▶ [Set task]: Reproduce the records below without any change, starting at the line that contains "woman's eye with" and ending after the line that contains "x=674 y=280".

[Excerpts of pointing data]

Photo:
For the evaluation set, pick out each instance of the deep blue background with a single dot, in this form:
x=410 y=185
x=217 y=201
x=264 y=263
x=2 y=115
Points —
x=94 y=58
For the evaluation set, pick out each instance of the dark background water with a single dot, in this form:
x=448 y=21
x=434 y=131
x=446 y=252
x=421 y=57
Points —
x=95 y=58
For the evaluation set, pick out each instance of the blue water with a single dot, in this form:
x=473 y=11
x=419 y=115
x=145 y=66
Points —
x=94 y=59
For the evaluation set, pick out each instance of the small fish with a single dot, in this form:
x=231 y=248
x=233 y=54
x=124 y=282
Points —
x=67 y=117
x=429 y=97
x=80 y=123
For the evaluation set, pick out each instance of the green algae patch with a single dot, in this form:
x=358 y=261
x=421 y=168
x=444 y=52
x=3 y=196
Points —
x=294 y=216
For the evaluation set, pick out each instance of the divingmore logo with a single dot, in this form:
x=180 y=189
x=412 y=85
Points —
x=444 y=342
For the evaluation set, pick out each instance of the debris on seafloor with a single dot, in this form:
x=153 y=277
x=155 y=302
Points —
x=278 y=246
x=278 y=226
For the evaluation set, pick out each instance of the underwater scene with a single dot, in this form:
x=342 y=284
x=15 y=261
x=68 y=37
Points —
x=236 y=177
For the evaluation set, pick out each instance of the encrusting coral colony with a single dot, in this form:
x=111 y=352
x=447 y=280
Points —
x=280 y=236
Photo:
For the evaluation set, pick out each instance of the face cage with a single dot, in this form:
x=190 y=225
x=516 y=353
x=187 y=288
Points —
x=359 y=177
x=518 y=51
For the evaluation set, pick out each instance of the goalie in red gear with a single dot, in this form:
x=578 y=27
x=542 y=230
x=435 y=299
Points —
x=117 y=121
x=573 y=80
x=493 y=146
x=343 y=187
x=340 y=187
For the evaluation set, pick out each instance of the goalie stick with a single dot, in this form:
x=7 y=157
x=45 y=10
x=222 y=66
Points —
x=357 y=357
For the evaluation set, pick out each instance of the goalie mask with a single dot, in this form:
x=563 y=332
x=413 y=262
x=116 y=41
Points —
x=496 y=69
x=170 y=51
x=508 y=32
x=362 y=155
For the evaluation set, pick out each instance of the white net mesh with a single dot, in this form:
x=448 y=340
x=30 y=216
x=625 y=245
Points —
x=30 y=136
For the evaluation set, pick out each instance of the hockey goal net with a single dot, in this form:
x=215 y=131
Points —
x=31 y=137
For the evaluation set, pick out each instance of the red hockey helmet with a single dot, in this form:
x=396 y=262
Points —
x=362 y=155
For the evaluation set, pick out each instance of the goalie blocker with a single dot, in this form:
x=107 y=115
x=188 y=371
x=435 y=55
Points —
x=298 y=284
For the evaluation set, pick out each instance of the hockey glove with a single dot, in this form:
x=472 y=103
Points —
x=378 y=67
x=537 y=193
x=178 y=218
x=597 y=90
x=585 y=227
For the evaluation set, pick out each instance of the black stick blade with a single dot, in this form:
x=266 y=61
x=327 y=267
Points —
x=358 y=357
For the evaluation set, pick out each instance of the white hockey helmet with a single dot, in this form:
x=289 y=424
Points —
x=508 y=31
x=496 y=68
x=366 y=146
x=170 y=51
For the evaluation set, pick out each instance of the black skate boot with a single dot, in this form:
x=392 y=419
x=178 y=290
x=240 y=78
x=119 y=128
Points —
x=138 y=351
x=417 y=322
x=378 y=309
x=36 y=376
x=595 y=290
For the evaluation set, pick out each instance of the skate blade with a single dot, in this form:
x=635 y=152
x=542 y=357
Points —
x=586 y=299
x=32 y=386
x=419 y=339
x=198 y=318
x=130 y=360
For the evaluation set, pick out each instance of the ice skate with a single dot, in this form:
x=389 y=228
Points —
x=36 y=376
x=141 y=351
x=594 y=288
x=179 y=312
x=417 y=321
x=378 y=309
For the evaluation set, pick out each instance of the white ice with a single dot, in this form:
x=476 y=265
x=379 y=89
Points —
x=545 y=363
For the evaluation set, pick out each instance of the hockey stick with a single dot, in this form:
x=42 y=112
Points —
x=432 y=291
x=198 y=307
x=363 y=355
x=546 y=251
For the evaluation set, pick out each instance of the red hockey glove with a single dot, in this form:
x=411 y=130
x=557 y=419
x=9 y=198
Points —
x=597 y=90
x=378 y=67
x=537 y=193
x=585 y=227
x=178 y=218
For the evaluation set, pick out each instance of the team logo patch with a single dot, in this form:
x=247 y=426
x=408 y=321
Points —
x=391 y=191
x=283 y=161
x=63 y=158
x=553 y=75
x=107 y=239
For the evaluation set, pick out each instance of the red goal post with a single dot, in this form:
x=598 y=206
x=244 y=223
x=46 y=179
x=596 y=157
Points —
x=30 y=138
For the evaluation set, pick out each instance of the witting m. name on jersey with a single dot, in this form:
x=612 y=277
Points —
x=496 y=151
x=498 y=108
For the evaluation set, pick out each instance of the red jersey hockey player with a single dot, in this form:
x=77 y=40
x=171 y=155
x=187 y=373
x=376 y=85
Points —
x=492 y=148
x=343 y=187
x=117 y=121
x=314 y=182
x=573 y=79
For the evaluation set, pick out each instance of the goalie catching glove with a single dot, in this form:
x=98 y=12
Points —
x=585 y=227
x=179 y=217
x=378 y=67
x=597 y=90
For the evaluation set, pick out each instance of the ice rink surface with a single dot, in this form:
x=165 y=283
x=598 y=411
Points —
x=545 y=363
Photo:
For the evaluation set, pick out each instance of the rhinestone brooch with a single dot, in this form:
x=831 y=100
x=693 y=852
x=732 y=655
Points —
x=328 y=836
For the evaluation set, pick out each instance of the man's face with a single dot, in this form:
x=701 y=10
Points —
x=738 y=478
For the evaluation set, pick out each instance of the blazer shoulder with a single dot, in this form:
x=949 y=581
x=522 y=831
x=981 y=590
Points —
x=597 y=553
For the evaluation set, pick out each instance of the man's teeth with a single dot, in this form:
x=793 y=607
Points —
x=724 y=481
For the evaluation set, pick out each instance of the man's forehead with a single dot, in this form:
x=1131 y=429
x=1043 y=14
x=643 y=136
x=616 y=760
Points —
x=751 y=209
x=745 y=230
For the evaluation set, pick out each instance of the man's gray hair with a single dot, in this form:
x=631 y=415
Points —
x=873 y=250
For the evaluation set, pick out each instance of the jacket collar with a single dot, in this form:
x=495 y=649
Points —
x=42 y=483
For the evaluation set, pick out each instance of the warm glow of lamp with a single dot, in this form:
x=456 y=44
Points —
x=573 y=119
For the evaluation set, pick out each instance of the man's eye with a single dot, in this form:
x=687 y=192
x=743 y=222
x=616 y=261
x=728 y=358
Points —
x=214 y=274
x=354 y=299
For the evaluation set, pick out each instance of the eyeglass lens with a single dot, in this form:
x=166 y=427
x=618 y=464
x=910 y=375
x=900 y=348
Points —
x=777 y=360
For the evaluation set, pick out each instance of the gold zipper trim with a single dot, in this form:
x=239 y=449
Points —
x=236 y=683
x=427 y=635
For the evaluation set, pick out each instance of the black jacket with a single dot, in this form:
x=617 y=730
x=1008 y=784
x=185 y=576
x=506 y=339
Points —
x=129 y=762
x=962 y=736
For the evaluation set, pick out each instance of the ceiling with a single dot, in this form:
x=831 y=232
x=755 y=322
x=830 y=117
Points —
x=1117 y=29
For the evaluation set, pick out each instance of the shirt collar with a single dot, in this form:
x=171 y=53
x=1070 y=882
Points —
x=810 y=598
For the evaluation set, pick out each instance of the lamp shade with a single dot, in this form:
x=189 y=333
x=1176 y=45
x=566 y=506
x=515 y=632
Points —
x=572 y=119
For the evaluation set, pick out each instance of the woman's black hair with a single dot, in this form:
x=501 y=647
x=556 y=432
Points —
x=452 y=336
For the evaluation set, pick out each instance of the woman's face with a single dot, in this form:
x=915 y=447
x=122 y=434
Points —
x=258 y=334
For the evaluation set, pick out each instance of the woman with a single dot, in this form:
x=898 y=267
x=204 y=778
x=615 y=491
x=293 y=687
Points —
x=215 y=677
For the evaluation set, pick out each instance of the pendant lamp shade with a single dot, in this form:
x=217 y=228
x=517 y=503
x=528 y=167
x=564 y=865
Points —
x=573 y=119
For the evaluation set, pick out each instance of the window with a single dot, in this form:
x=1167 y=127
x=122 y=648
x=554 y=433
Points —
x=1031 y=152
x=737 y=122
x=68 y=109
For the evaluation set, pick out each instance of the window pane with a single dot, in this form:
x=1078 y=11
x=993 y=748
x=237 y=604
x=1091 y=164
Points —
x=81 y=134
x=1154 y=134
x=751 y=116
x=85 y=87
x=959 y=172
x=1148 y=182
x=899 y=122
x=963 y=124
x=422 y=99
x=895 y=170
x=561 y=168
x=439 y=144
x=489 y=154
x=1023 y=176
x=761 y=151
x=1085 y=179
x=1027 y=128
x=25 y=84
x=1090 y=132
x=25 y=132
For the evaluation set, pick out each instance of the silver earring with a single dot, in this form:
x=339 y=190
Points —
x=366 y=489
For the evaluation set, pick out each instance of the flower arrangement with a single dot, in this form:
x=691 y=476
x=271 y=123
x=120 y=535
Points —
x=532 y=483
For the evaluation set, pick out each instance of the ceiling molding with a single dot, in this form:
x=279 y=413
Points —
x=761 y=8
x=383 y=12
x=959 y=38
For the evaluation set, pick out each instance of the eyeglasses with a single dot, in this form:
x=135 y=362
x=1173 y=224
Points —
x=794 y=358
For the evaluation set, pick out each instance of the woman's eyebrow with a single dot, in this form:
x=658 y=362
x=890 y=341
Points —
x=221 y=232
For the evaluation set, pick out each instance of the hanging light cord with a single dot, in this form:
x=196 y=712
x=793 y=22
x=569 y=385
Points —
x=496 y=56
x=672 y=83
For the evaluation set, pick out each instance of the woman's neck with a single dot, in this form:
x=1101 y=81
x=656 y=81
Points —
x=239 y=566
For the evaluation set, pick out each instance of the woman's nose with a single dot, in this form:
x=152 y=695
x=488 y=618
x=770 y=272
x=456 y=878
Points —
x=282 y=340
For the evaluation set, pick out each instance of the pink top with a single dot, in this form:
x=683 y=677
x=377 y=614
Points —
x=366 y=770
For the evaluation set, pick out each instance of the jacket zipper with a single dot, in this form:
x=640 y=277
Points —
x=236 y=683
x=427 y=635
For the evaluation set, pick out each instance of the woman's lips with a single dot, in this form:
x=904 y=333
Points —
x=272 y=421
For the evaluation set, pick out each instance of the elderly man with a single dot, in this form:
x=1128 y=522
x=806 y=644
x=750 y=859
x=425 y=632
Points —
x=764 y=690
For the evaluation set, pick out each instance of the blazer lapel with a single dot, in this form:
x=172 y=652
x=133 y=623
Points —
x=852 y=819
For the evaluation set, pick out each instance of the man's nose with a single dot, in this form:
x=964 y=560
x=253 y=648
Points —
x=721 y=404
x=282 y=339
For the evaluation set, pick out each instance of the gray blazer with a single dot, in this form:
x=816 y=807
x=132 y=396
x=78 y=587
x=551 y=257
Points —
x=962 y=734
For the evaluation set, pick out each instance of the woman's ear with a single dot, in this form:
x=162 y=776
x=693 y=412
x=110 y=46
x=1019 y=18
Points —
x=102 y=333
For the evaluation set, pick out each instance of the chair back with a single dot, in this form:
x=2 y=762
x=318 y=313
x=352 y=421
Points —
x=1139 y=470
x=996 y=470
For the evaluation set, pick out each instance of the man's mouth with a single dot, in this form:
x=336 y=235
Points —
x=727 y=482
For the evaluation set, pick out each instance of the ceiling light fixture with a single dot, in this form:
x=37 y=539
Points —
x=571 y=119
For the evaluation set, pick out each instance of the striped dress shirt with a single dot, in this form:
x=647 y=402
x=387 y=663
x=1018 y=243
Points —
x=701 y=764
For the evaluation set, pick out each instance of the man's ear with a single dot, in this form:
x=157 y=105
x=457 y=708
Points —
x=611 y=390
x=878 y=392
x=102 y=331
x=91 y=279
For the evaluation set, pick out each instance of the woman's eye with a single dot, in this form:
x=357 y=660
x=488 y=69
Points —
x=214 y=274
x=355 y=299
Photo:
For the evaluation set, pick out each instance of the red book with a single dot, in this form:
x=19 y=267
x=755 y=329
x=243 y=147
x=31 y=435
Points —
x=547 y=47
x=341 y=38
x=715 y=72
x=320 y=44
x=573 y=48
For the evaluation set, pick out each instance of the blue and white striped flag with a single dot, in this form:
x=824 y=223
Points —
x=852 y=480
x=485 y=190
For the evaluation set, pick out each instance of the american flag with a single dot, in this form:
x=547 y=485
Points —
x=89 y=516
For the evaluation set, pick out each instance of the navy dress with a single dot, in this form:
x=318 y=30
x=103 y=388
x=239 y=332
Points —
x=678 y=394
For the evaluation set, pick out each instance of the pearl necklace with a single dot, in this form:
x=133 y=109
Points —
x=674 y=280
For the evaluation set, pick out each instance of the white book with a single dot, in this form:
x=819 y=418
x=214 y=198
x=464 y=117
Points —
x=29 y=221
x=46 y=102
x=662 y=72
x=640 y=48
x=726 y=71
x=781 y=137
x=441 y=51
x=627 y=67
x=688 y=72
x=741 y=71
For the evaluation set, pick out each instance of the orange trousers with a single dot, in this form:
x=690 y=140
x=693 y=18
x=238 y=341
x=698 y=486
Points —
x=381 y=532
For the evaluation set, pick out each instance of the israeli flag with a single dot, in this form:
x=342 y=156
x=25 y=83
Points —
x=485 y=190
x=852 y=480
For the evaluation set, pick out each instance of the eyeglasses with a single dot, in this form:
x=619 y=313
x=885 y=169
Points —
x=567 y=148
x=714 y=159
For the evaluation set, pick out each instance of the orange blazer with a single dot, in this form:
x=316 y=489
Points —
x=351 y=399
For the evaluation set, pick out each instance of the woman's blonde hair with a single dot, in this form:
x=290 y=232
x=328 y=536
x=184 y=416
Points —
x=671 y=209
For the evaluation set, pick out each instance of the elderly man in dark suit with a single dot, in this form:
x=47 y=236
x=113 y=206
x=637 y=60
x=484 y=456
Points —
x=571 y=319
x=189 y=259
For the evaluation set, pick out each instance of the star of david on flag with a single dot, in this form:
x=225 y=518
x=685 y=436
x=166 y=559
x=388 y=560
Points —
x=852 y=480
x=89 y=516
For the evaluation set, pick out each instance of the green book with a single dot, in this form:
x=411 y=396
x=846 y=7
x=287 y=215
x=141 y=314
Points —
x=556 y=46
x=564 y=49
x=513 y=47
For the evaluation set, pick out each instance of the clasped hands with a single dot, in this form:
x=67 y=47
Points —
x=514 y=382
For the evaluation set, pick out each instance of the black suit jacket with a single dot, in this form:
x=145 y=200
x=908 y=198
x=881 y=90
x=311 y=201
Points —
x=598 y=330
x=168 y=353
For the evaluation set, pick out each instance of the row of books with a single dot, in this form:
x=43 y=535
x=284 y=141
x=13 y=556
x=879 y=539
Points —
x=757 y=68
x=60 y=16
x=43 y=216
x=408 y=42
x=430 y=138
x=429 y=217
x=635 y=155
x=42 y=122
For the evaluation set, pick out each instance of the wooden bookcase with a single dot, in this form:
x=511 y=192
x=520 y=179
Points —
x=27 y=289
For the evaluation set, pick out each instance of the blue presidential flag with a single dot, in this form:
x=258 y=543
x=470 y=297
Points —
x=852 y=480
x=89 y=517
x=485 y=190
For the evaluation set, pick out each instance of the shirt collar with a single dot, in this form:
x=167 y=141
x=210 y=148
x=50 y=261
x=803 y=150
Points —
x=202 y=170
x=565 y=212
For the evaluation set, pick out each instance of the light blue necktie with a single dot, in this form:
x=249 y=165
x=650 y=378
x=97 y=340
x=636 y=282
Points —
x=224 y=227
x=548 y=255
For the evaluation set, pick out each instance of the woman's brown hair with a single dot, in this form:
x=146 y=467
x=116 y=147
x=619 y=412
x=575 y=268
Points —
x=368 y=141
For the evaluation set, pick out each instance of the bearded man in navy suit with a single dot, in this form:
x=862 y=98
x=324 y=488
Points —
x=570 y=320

▶ [Answer below]:
For the evaluation set, pick out each instance of the woman's eye with a single dot, in this form:
x=357 y=660
x=488 y=69
Points —
x=214 y=274
x=355 y=299
Photo:
For the evaluation set, pick out each instance of the red book with a single dot, in this form:
x=19 y=267
x=755 y=329
x=243 y=147
x=31 y=435
Points —
x=547 y=47
x=341 y=38
x=715 y=72
x=320 y=44
x=573 y=48
For the evaluation set, pick out each instance of the blue and white striped flag with a single dot, in this form:
x=824 y=223
Points —
x=852 y=480
x=485 y=190
For the evaluation set, pick out each instance of the american flag with a single dot, in this form:
x=547 y=485
Points —
x=89 y=516
For the evaluation set, pick out each instance of the navy dress with a single dot, in this form:
x=318 y=30
x=103 y=388
x=239 y=332
Points —
x=678 y=394
For the evaluation set, pick out each instance of the pearl necklace with a single dot, in this form:
x=133 y=109
Points —
x=674 y=280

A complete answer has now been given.